### Page
• • • • •
On March 1, 2018, petitioners filed with the IRS Form 1040X, Amended U.S. Individual Income Tax Return, for 2016. On that return they claimed the FEIE with respect to the bulk of the wages Mr. Diaz earned at Pine Gap. They accordingly requested a refund of $9,434. Respondent admitted in his Answer that "the IRS issued [a] refund[] based on the information petitioners reported on the Form 1040X for 2016."

During 2017 Mr. Diaz was paid $75,563 for the services he performed for Raytheon at Pine Gap (his employment there having terminated on August 6, 2017). For the 2017 taxable year petitioners timely filed Form 1040 reporting that income. On that return they claimed the FEIE with respect to the bulk of the wages Mr. Diaz earned at Pine Gap.

The IRS selected petitioners' 2016 and 2017 returns for examination. It determined (among other things) that they were ineligible for the FEIE because they had waived the right to claim that exclusion by executing the Closing Agreement. On May 12, 2020, the IRS mailed petitioners a timely notice of deficiency determining deficiencies of $9,434 and $10,836 for 2016 and 2017, respectively, plus accuracy-related penalties under section 6662(a).

Petitioners timely petitioned this Court. They alleged in their Petition that "the signatures on [the] Closing Agreement that the IRS has in [its] possession do not contain signatures of Petitioners." They further alleged that Mr. Diaz "did not sign nor was he provided a copy of the Closing Agreement for [his wife] to sign."

On May 24, 2023, petitioners' counsel moved to withdraw, indicating that she had represented them "pursuant to a third-party payor agreement that is no longer in existence." We granted that Motion and petitioners thereafter proceeded pro sese. On September 13, 2023, respondent filed a Motion to Bifurcate, requesting that we "bifurcate the trial proceedings . . . and proceed first with the issue of whether petitioners signed the Closing Agreement."

In his Motion to Bifurcate respondent indicated that he had "sent an original of the [C]losing [A]greement to the IRS Criminal Investigation's Center for Science and Design for handwriting analysis." That office was asked to compare Mr. Diaz's signatures, as they appeared on the Closing Agreement and the Declaration, with his signatures as they appeared on 11 other documents produced from the personnel file that Raytheon had maintained for Mr. Diaz. The resulting report found "indications" that Mr. Diaz "may have written the questioned signature" on the Closing Agreement, but it found these indications "far from conclusive." The report reached "no conclusion" as to whether Mr. Diaz had written the questioned signature on the Declaration.
• • • • •
### Provided data
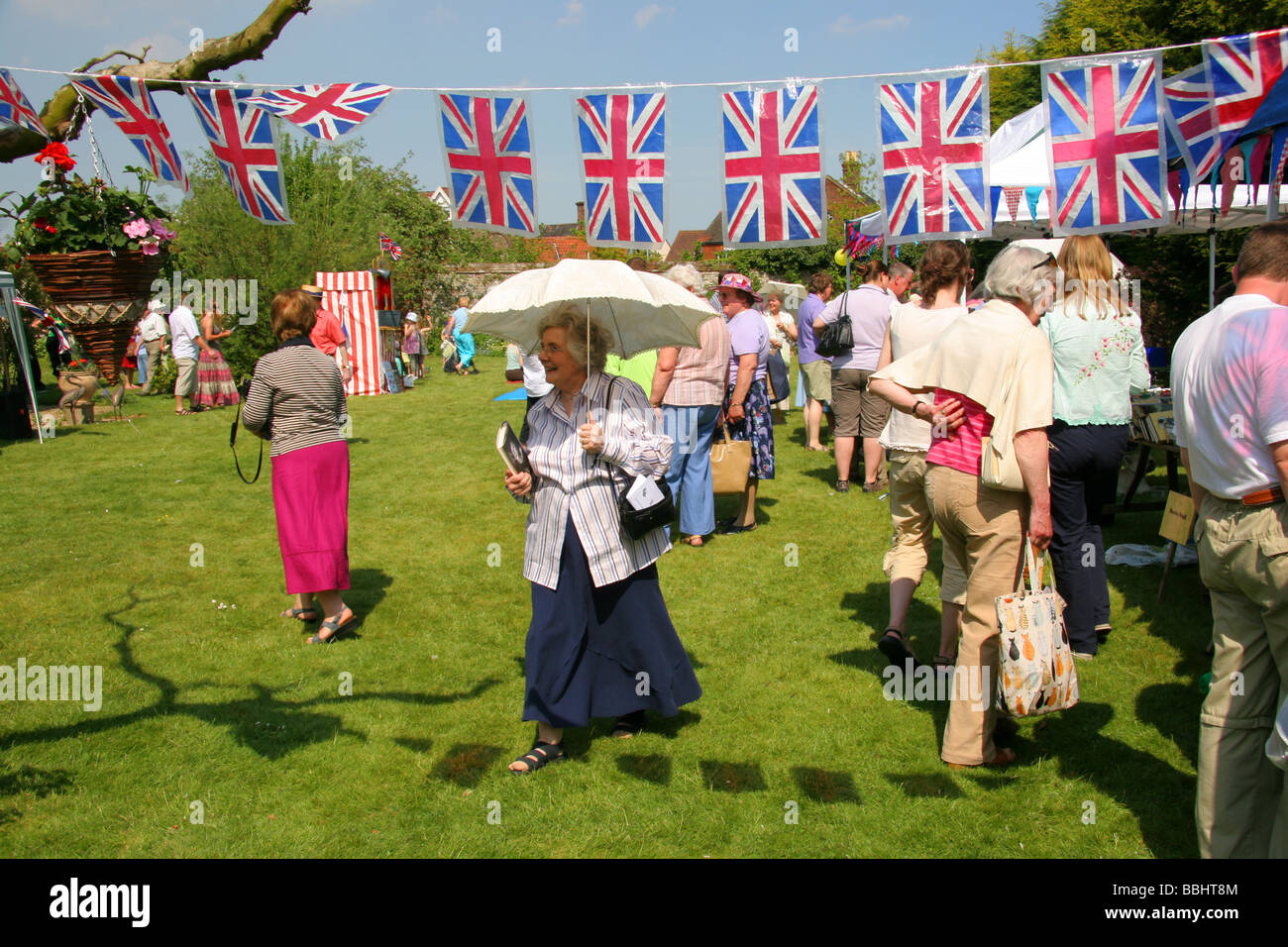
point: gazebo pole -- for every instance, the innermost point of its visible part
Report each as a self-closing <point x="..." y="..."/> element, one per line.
• • • • •
### What is required
In the tax case excerpt above, what refund amount did petitioners request on their amended 2016 return?

### Right answer
$9,434